» **WHAT YOU WILL DO**:
Repeat each entry in full, exactly.

» **PROVIDED MATERIAL**:

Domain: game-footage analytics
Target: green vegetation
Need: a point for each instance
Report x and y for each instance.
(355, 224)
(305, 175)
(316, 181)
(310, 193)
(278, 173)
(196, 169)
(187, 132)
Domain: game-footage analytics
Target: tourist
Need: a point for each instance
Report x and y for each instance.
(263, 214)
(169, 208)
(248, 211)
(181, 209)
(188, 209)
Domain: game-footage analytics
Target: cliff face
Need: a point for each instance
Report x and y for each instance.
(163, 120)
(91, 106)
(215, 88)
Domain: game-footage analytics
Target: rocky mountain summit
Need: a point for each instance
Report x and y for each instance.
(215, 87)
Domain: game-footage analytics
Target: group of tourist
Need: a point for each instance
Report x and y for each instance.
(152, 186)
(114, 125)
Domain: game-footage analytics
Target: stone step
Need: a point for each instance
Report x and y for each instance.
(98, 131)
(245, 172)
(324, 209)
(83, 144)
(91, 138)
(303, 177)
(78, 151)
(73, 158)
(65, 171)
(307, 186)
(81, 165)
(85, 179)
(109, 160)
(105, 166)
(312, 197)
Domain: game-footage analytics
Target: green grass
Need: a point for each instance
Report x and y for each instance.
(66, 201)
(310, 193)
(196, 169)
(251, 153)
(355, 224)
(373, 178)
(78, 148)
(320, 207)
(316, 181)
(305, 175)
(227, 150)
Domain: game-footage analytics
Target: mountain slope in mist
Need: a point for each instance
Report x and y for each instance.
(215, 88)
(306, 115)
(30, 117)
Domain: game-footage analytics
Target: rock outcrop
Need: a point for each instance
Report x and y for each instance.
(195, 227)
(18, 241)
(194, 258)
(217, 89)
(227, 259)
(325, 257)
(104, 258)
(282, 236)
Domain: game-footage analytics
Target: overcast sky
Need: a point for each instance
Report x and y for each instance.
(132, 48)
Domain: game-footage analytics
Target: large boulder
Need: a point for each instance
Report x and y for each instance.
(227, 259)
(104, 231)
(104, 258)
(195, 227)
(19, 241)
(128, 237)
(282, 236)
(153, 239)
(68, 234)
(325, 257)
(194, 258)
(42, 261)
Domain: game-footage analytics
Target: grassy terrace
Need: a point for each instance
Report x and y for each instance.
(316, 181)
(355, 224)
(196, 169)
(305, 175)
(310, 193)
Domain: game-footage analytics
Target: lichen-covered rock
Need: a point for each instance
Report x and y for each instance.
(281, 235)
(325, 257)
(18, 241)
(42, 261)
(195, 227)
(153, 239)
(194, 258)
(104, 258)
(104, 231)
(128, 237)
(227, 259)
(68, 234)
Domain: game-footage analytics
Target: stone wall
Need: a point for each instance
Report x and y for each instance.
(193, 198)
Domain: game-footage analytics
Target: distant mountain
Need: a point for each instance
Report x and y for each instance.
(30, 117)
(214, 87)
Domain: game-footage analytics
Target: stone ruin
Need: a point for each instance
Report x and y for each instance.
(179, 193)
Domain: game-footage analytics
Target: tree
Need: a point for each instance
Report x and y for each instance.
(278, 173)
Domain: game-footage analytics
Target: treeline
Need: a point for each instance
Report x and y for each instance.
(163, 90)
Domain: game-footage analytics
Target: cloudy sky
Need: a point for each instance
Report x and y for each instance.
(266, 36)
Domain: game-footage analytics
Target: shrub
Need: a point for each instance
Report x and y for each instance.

» **WORKED SOLUTION**:
Domain: game-footage analytics
Target: green vegetation
Need: a point for each instance
Report x and y for each instance.
(355, 224)
(305, 175)
(316, 181)
(310, 193)
(278, 173)
(196, 169)
(187, 132)
Domain: game-footage analytics
Target: tourist
Need: a point for each instance
Report x and y for each instance.
(263, 214)
(169, 208)
(248, 211)
(181, 209)
(188, 209)
Domain: game-footage analytics
Target: cliff face
Need: a point for each instance
Report x and y for each instance.
(163, 120)
(91, 106)
(215, 88)
Domain: game-footage analytics
Target: rocky mountain summit
Need: a point for each instance
Report x and y for each instance.
(215, 87)
Domain: game-footage analytics
Target: group of tourist
Need: a point for each instance
Report x and y for each instance.
(152, 186)
(114, 125)
Domain: game-footage analytics
Target: stone step
Need: a point for each instance
Report x and y for each instance.
(98, 131)
(245, 172)
(324, 209)
(83, 144)
(91, 138)
(303, 177)
(78, 151)
(73, 158)
(65, 171)
(307, 186)
(81, 165)
(85, 179)
(109, 160)
(105, 166)
(312, 197)
Domain: game-footage analytics
Target: green grass
Need: a point for each instance
Report x and y for each instance.
(66, 201)
(310, 193)
(196, 169)
(251, 153)
(355, 224)
(373, 178)
(78, 148)
(320, 207)
(316, 181)
(305, 175)
(227, 150)
Domain: game-footage analytics
Target: mountain slope in mist
Need: a point for each instance
Report x and y for each instance.
(215, 88)
(306, 115)
(30, 117)
Domain: game-footage analytics
Target: rock outcrop
Need: a point for each instance
Report x and y for each instance.
(195, 227)
(18, 241)
(194, 258)
(217, 89)
(227, 259)
(325, 257)
(104, 258)
(282, 236)
Domain: game-footage analytics
Target: overcast sky
Need: a point for each instance
Report x and y for each instance.
(132, 48)
Domain: game-footage analytics
Target: large boulder
Need: a point for each instance
Report x and y for each instance.
(227, 259)
(104, 231)
(104, 258)
(195, 227)
(19, 241)
(128, 237)
(282, 236)
(153, 239)
(68, 234)
(325, 257)
(194, 258)
(42, 261)
Domain: game-footage analytics
Target: grassy terrace
Need: a point for each instance
Report x and y for each instance.
(316, 181)
(355, 224)
(196, 169)
(305, 175)
(310, 193)
Domain: game-footage analytics
Target: lichen-covered rock
Need: a point for each instance
Report x and y for each instance.
(281, 235)
(325, 257)
(18, 241)
(42, 261)
(195, 227)
(153, 239)
(194, 258)
(104, 258)
(104, 231)
(128, 237)
(227, 259)
(68, 234)
Domain: game-footage analytics
Target: stone wall
Need: a point for each instance
Report x and y for each instance.
(193, 198)
Domain: game-footage analytics
Target: distant mountain
Need: a point for each instance
Report x and y for each instance.
(30, 117)
(214, 87)
Domain: game-footage analytics
Target: stone ruin
Need: a point for each instance
Report x and y for each instance.
(179, 193)
Domain: game-footage analytics
Target: tree
Need: a point for each instance
Report x and y for each instance.
(278, 173)
Domain: game-footage analytics
Target: treeline
Need: a point for each instance
Report x and y for each instance.
(163, 90)
Domain: game-footage analytics
Target: cloudy sky
Need: a point for each instance
Report x and y for each instance.
(266, 36)
Domain: game-footage analytics
Target: shrub
Need: a point for each instance
Report x and y for each instance.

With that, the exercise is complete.